++++ RECORDS FOR THE EXERCISE ++++
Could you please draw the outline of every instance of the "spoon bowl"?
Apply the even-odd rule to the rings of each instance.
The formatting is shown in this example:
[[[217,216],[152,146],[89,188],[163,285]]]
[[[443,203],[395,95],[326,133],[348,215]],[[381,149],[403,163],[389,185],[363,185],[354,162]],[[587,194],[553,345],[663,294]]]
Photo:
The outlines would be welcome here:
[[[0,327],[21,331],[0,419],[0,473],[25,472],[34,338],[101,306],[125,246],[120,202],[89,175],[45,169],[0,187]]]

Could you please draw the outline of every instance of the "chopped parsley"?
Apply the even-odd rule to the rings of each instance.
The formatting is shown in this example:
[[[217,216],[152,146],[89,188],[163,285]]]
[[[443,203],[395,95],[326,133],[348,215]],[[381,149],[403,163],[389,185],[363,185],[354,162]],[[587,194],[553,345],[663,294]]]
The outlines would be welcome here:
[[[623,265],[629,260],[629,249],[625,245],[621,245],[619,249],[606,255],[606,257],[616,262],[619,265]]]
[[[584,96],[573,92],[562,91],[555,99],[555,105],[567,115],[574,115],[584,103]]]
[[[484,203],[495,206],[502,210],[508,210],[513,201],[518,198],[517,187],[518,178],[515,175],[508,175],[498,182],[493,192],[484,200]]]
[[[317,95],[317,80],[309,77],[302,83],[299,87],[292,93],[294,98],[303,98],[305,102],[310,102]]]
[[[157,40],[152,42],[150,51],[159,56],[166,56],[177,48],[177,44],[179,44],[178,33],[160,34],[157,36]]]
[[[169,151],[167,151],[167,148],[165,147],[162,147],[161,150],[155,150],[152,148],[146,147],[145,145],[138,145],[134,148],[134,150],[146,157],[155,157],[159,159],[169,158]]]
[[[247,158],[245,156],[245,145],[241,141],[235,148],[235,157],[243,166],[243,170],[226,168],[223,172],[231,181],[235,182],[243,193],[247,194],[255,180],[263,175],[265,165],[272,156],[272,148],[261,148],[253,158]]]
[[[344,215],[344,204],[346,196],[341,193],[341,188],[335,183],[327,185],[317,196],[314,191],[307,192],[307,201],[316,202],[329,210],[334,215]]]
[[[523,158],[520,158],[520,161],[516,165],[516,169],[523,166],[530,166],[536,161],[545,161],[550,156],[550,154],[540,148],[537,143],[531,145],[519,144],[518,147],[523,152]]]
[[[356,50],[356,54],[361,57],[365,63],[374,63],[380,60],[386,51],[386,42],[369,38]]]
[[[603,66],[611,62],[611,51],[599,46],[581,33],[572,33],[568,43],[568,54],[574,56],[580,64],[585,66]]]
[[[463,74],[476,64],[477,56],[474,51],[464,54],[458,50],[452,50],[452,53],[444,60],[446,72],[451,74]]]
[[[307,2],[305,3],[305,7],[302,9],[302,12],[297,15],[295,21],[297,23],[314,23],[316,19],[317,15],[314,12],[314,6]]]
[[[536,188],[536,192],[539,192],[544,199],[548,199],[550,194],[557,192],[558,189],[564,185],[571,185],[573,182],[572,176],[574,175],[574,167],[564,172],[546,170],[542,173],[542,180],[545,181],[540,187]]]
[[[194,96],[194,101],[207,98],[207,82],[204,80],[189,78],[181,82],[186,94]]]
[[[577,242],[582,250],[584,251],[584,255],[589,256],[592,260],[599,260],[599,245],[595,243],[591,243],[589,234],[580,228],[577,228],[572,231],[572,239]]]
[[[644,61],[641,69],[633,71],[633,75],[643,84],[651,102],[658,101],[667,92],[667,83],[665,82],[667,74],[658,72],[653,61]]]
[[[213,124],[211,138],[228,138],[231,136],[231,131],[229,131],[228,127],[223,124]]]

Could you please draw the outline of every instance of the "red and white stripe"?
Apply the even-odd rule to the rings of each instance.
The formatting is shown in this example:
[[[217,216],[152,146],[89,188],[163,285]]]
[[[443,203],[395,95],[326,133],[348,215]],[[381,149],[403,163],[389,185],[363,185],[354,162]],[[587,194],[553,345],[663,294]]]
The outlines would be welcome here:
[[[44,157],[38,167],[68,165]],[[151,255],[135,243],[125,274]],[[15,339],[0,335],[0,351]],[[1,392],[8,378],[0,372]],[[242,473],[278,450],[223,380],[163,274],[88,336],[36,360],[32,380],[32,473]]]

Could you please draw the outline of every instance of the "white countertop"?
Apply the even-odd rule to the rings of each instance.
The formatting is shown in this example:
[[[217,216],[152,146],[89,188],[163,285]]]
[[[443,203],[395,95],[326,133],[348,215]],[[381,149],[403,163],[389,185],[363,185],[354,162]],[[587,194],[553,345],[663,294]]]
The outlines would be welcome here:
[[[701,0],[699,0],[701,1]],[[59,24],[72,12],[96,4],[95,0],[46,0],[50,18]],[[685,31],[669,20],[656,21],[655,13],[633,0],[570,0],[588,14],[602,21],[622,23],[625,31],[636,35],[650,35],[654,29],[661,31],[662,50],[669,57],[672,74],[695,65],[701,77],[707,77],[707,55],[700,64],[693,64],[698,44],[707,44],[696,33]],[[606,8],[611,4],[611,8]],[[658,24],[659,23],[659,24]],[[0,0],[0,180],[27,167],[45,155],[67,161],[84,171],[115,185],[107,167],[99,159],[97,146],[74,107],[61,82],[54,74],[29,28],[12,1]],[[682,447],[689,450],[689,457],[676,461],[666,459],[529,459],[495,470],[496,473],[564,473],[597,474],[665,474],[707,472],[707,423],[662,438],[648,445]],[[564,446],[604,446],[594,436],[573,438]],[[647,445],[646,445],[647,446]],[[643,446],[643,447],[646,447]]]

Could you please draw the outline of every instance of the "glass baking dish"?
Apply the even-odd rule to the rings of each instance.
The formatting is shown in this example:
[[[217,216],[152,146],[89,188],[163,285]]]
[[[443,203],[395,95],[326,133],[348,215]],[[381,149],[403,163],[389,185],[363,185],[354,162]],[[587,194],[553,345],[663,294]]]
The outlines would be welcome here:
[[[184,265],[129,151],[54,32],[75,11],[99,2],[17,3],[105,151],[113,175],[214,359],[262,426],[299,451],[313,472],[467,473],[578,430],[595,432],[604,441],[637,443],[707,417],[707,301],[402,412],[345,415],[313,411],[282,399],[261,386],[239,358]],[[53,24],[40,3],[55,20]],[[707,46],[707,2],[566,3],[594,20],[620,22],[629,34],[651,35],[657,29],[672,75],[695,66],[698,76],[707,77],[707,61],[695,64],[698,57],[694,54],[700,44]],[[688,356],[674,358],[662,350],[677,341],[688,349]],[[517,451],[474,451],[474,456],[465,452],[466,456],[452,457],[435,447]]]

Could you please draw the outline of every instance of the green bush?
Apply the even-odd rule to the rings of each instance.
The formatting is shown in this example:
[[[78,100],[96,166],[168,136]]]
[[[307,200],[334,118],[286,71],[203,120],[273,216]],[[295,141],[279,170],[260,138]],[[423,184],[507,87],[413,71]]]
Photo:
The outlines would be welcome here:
++++
◆ **DIRECTIONS**: Each line of the material should be duplicated exactly, please.

◆ **ANSWER**:
Could you please draw the outline of every instance of the "spoon bowl"?
Apply the even-odd rule to the rings of each instance.
The formatting is shown in this example:
[[[217,216],[152,146],[89,188],[163,285]]]
[[[443,203],[395,95],[326,133],[348,215]],[[381,149],[403,163],[389,185],[363,185],[354,162]],[[587,194],[553,345],[663,294]]]
Photo:
The outlines would be welcome here:
[[[0,327],[21,331],[0,419],[0,473],[25,472],[34,338],[101,306],[125,246],[120,202],[89,175],[45,169],[0,187]]]

Could you please draw the outline of every instance of the "chopped parsley"?
Apply the even-odd rule to the rings of each instance.
The formatting is shown in this example:
[[[217,216],[152,146],[89,188],[163,285]]]
[[[443,203],[395,95],[326,133],[348,215]],[[381,149],[403,163],[389,185],[363,185],[354,162]],[[587,194],[553,345],[663,294]]]
The outlines would be welcome here:
[[[623,265],[629,260],[629,249],[625,245],[621,245],[619,249],[606,255],[606,257],[616,262],[619,265]]]
[[[584,96],[573,92],[562,91],[555,99],[555,105],[567,115],[574,115],[584,103]]]
[[[484,203],[495,206],[502,210],[508,210],[513,201],[518,198],[517,187],[518,178],[515,175],[508,175],[498,182],[493,192],[484,200]]]
[[[317,95],[317,80],[309,77],[302,83],[299,87],[292,93],[294,98],[303,98],[305,102],[310,102]]]
[[[157,40],[152,42],[150,51],[159,56],[166,56],[177,48],[177,44],[179,44],[178,33],[160,34],[157,36]]]
[[[169,151],[167,151],[167,148],[165,147],[162,147],[161,150],[155,150],[152,148],[146,147],[145,145],[138,145],[134,148],[134,150],[146,157],[155,157],[159,159],[169,158]]]
[[[247,158],[245,156],[245,145],[241,141],[235,148],[235,157],[243,166],[243,170],[226,168],[223,172],[231,181],[235,182],[243,193],[247,194],[255,180],[263,175],[265,165],[272,156],[272,148],[261,148],[253,158]]]
[[[344,215],[344,204],[346,196],[341,193],[341,188],[335,183],[327,185],[317,196],[314,191],[307,192],[307,201],[316,202],[329,210],[334,215]]]
[[[523,158],[520,158],[520,161],[516,165],[516,169],[523,166],[530,166],[536,161],[545,161],[550,156],[550,154],[540,148],[537,143],[531,145],[519,144],[518,147],[523,152]]]
[[[356,50],[356,54],[361,57],[365,63],[374,63],[380,60],[386,51],[386,42],[369,38]]]
[[[603,66],[611,62],[611,51],[599,46],[581,33],[572,33],[568,43],[568,54],[574,56],[580,64],[585,66]]]
[[[463,74],[476,64],[477,56],[474,51],[464,54],[458,50],[452,50],[452,53],[444,60],[446,72],[451,74]]]
[[[307,2],[305,3],[305,7],[302,9],[302,12],[297,15],[295,21],[297,23],[314,23],[316,19],[317,15],[314,12],[314,6]]]
[[[536,188],[536,192],[539,192],[544,199],[548,199],[550,194],[557,192],[558,189],[564,185],[571,185],[573,182],[572,176],[574,175],[574,167],[564,172],[546,170],[542,173],[542,180],[545,181],[540,187]]]
[[[194,96],[194,101],[207,98],[207,82],[204,80],[189,78],[181,82],[186,94]]]
[[[577,242],[582,250],[584,251],[584,255],[589,256],[592,260],[599,260],[599,245],[595,243],[591,243],[589,234],[580,228],[577,228],[572,231],[572,239]]]
[[[644,61],[641,69],[633,71],[633,75],[643,84],[651,102],[658,101],[667,92],[667,83],[665,82],[667,74],[658,72],[653,61]]]
[[[213,124],[211,138],[228,138],[231,136],[231,131],[229,131],[228,127],[223,124]]]

Could you please draw the outline of every instance of the "red and white stripe"?
Apply the even-odd rule to the rings of each instance.
The formatting is shown in this example:
[[[217,216],[152,146],[89,188],[163,285]]]
[[[443,203],[395,95],[326,133],[348,215]],[[381,149],[403,163],[389,185],[363,185],[354,162]],[[587,194],[553,345],[663,294]]]
The outlines would be welcome here:
[[[44,157],[38,167],[68,165]],[[151,255],[135,243],[125,274]],[[15,339],[0,335],[0,351]],[[1,392],[8,378],[0,372]],[[242,473],[278,450],[223,380],[163,274],[88,336],[36,360],[32,380],[32,473]]]

Could you please draw the outline of every instance of the "white countertop"?
Apply the even-odd rule to the rings of each instance.
The formatting is shown in this example:
[[[217,216],[152,146],[89,188],[163,285]]]
[[[443,203],[395,95],[326,133],[348,215]],[[381,149],[403,163],[389,185],[363,185],[354,162]],[[587,194],[553,345],[663,294]]]
The outlines would be welcome here:
[[[701,0],[699,0],[701,1]],[[59,24],[72,12],[96,4],[95,0],[46,0],[50,18]],[[685,31],[669,20],[656,21],[655,13],[633,0],[570,0],[588,14],[602,21],[622,23],[625,31],[636,35],[650,35],[654,29],[661,31],[662,50],[669,57],[672,74],[695,65],[701,77],[707,77],[707,55],[700,64],[693,64],[698,44],[707,44],[696,33]],[[606,8],[611,4],[611,8]],[[658,24],[659,23],[659,24]],[[0,0],[0,180],[27,167],[45,155],[67,161],[84,171],[115,185],[107,167],[99,159],[97,146],[74,107],[61,82],[54,74],[29,28],[12,1]],[[682,447],[689,450],[689,457],[676,461],[666,459],[529,459],[495,470],[496,473],[564,473],[597,474],[665,474],[707,472],[707,423],[662,438],[648,445]],[[564,446],[604,446],[594,436],[573,438]],[[647,445],[646,445],[647,446]],[[643,446],[643,447],[646,447]]]

Could you please draw the outline of every instance of the "glass baking dish"?
Apply the even-odd rule to the rings of each instance.
The formatting is shown in this example:
[[[217,216],[152,146],[89,188],[163,285]]]
[[[443,203],[395,95],[326,133],[348,215]],[[381,149],[403,163],[389,185],[363,185],[354,162]],[[587,194],[553,345],[663,294]]]
The outlines would be welcome here:
[[[184,265],[129,151],[54,32],[75,11],[99,2],[17,3],[105,151],[113,175],[214,359],[262,426],[299,451],[313,472],[467,473],[578,430],[595,432],[604,441],[637,443],[707,417],[707,301],[402,412],[345,415],[313,411],[282,399],[261,386],[239,358]],[[53,24],[40,3],[55,20]],[[707,46],[707,2],[566,3],[594,20],[620,22],[629,34],[651,35],[657,29],[672,75],[695,66],[698,76],[707,77],[707,61],[695,64],[698,57],[694,54],[700,44]],[[688,356],[674,358],[662,350],[677,341],[688,349]],[[517,451],[474,451],[474,456],[465,452],[466,456],[452,457],[435,447]]]

Could you please draw the outline of every instance of the green bush?
Apply the even-odd rule to the rings of each instance.
The formatting is shown in this example:
[[[78,100],[96,166],[168,136]]]
[[[307,200],[334,118],[286,71],[203,120],[273,216]],[[295,141],[279,170],[260,138]],[[423,184],[507,87],[413,71]]]
Photo:
The outlines would be welcome here:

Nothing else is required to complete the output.